━━ Information provided
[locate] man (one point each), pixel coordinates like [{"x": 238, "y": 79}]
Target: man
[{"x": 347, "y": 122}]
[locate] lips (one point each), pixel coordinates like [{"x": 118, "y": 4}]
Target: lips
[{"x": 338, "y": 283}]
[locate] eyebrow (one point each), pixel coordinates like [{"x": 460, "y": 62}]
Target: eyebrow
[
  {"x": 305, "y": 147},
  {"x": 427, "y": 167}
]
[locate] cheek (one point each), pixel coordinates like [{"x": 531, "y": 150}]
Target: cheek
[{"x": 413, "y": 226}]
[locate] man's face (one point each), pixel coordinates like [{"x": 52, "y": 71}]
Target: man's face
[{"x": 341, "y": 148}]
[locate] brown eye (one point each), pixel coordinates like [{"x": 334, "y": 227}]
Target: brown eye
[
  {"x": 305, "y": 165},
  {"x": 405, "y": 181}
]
━━━━
§ Given exercise
Substitute "dark eye" for "brown eye" in the data from the line with "[locate] man's face" through the end, and write out only those lines with nothing else altered.

§ Solution for this exercise
[locate] man's face (one point each), pixel coordinates like [{"x": 52, "y": 71}]
Target: man's face
[{"x": 341, "y": 148}]
[locate] dark eye (one point each), pixel coordinates like [{"x": 334, "y": 227}]
Target: dark eye
[
  {"x": 305, "y": 165},
  {"x": 405, "y": 181}
]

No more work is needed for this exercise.